Start

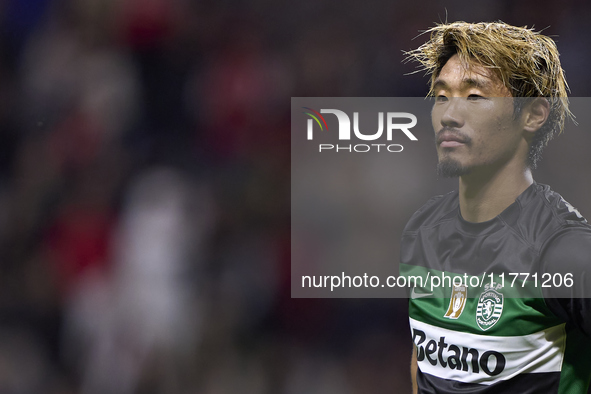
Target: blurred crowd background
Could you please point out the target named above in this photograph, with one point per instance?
(145, 194)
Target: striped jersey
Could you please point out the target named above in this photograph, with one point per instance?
(501, 306)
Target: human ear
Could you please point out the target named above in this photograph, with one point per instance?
(536, 114)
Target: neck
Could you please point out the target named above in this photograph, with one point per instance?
(483, 196)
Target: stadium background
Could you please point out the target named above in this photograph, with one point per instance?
(144, 188)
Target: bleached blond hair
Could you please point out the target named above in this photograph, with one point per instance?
(526, 62)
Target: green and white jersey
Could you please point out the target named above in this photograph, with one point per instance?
(516, 318)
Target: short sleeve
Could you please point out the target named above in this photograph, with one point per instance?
(566, 276)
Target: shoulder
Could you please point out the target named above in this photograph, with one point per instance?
(543, 216)
(437, 209)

End

Exercise task
Return exactly the lines from the line bearing "Target: striped jersey" to the end of the records, inclusive of both; include no other lines.

Response to the task
Target: striped jersey
Could you please point out the target named above in this photograph, with one point per instance?
(501, 306)
Target: human ear
Could you please point out the target named above in this photograph, with one point per instance?
(536, 114)
Target: neck
Could you please point out the target named above in this photograph, with one point per instance?
(483, 196)
Target: stadium background
Could you please point out the target named above in this photograph, with one point per instance?
(144, 188)
Target: bleached blond hair
Could you please point out the target named above in this photograph, with one point per instance?
(526, 62)
Target: green and white jersey
Could you please point out the target named above in this photograph, with one point per instance?
(516, 318)
Target: short sleeve
Could you please point out the target named above in this photograph, with one point per instance?
(566, 276)
Target: shoulder
Could you please point out the target named above in this photograph, with one point per instance?
(543, 216)
(437, 209)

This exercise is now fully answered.